(Given data):
- - -

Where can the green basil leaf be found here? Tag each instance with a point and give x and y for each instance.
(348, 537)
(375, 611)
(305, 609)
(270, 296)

- - -

Can you copy out every line of the material above, word for word and unchanged?

(Written response):
Where can the green basil leaf be found here? Tag each instance with a point and give x and y for each instance.
(348, 537)
(375, 611)
(305, 609)
(270, 296)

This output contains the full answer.